Output every record below exactly as it appears.

**Data section**.
-- Begin --
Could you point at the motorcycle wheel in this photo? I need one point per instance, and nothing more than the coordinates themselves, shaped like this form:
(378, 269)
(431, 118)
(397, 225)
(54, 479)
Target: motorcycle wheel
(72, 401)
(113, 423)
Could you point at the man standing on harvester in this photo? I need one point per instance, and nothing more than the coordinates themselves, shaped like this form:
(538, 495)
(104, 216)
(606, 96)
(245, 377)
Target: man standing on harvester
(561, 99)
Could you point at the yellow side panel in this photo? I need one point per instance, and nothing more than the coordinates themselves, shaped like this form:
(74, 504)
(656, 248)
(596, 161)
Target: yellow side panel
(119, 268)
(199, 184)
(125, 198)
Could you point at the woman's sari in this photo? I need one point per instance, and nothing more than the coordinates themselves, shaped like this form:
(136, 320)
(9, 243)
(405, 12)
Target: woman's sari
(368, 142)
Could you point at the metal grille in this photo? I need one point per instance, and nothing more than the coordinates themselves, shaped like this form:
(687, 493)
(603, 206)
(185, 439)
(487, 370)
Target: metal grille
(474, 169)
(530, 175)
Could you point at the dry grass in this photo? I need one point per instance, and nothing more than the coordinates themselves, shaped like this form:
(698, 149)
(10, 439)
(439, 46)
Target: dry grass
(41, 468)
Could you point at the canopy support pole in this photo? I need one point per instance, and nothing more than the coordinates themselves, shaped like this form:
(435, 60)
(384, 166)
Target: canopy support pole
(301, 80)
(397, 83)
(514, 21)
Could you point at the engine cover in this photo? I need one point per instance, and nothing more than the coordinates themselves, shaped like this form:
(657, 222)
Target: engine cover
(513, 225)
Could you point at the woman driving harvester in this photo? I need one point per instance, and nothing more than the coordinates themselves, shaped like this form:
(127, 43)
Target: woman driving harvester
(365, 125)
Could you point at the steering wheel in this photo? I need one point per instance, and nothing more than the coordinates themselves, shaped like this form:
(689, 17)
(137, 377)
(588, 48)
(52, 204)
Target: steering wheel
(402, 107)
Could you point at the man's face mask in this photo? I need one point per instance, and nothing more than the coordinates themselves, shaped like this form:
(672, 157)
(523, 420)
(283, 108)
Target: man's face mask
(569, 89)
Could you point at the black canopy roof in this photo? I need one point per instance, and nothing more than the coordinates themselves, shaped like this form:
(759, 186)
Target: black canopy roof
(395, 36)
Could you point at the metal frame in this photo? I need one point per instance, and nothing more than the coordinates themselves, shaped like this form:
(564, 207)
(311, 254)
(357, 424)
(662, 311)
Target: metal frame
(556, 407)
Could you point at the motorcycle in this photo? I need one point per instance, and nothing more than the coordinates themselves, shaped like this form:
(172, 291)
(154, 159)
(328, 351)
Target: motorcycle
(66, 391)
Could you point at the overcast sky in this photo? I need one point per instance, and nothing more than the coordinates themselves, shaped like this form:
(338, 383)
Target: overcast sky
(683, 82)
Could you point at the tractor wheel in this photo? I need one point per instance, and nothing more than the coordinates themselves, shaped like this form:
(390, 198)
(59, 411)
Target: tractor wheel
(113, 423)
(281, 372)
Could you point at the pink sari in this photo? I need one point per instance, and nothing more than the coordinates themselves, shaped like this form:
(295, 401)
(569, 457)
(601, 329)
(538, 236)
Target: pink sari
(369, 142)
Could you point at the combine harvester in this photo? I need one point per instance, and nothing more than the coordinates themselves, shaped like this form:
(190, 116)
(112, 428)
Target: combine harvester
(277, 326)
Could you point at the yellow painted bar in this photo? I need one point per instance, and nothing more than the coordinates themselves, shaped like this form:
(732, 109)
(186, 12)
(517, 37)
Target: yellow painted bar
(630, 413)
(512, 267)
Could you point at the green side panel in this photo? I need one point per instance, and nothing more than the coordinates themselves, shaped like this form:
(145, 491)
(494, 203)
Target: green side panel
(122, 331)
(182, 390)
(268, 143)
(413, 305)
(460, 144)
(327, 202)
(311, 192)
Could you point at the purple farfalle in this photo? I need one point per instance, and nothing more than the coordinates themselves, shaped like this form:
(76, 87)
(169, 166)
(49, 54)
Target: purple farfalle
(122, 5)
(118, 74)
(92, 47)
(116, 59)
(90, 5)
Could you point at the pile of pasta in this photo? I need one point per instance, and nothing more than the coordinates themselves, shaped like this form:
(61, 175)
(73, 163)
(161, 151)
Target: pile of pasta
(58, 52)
-- End --
**Result**.
Could you point at the motorcycle wheel in this photo? I need one point per instance, and nothing more than the coordinates themselves, shaped like this form:
(378, 269)
(431, 118)
(397, 225)
(54, 479)
Target: motorcycle wheel
(72, 401)
(113, 423)
Could you point at the man standing on harvester in this photo? I need one point per instance, and nothing more than the coordinates themselves, shaped like this form:
(538, 495)
(104, 216)
(606, 96)
(245, 377)
Target: man standing on harvester
(561, 99)
Could you point at the yellow side panel in this photo? I need one point per instance, and nothing more than the coordinates themselves, shaped like this form:
(74, 504)
(656, 248)
(596, 161)
Target: yellow side panel
(119, 268)
(199, 184)
(125, 198)
Could you point at the woman's sari in this photo? I need one point per instance, and nothing more than the coordinates themselves, shaped like this form:
(136, 320)
(9, 243)
(405, 12)
Target: woman's sari
(368, 142)
Could you point at the metal grille in this photo? I need one point per instance, and nothing more than the coordinates themselves, shaped like this form:
(687, 493)
(603, 206)
(185, 439)
(487, 370)
Target: metal grille
(474, 169)
(530, 175)
Could you point at the dry grass in this photo? I need one point per instance, and nothing more than the coordinates themselves, shaped like this form:
(698, 149)
(10, 439)
(439, 46)
Target: dry grass
(41, 468)
Could you point at the canopy support pole in this photo? I need one point per instance, and nothing more than the coordinates themselves, shaped like this form:
(435, 60)
(384, 166)
Target: canopy support pole
(301, 80)
(397, 83)
(514, 21)
Could you point at the engine cover in this photo? I need one point per instance, and nothing more than the coordinates themselves, shaped like this form:
(657, 222)
Target: engine cover
(513, 225)
Could you point at the woman driving harvester in this photo? I need one point per instance, and nothing more than the coordinates themselves, shaped like this form:
(127, 43)
Target: woman driving harvester
(365, 125)
Could you point at the steering wheel in this photo? I need one point per instance, and nothing more than the coordinates themselves, shaped like this form:
(689, 17)
(137, 377)
(588, 48)
(52, 204)
Target: steering wheel
(402, 107)
Could you point at the man's face mask in this photo? I need one point per instance, and nothing more than the coordinates themselves, shaped like this form:
(672, 157)
(523, 420)
(283, 108)
Target: man's face mask
(569, 89)
Could you point at the black canopy roof in this photo? I need one point per instance, and nothing more than the coordinates themselves, shaped like this form:
(759, 186)
Target: black canopy roof
(395, 36)
Could you point at the metal frame in this photo? I need one point per instance, and nothing more than the coordinates themselves, shaped like this form:
(564, 207)
(311, 254)
(357, 424)
(662, 311)
Target: metal frame
(556, 407)
Could you point at the motorcycle in this photo? I need one point per instance, and nothing more than the coordinates themselves, shaped like this form:
(172, 291)
(154, 159)
(328, 351)
Target: motorcycle
(66, 391)
Could you point at the overcast sky in this photo? I need one point per instance, and nothing more than the coordinates themselves, shaped like this form:
(338, 383)
Target: overcast sky
(683, 82)
Could you point at the tractor wheel in this photo? I need one point per instance, and nothing more than the coordinates themselves, shaped like this form:
(390, 198)
(59, 411)
Target: tractor wheel
(113, 423)
(281, 372)
Could you point at the pink sari in this photo? I need one point per instance, and nothing more than the coordinates themselves, shaped like this form:
(295, 401)
(569, 457)
(601, 329)
(538, 236)
Target: pink sari
(369, 142)
Could you point at the combine harvester in this photo? I need one point per instance, and nothing more than the coordinates themselves, shaped like this form:
(190, 116)
(112, 428)
Target: combine harvester
(277, 326)
Could you point at the yellow painted bar in this photo? I need one point per instance, and nothing more than the coordinates themselves, shaped like this form:
(732, 109)
(186, 12)
(517, 37)
Target: yellow painted bar
(630, 413)
(512, 267)
Could you point at the green side panel in this photo? I need one point per instance, and nothing more than the coordinates themselves, shaped like this form:
(145, 491)
(494, 203)
Target: green side panel
(122, 331)
(182, 390)
(268, 143)
(413, 305)
(460, 144)
(327, 202)
(311, 192)
Could you point at the purple farfalle in this photo? I need one point per instance, and nothing more than the coordinates themselves, shaped like this form:
(76, 87)
(169, 166)
(49, 54)
Target: purple farfalle
(122, 5)
(118, 74)
(92, 47)
(116, 59)
(90, 5)
Could you point at the pile of pasta in this photo? I need one point per instance, and nothing more than the coordinates themselves, shaped like this form:
(61, 175)
(73, 163)
(161, 151)
Target: pile of pasta
(58, 52)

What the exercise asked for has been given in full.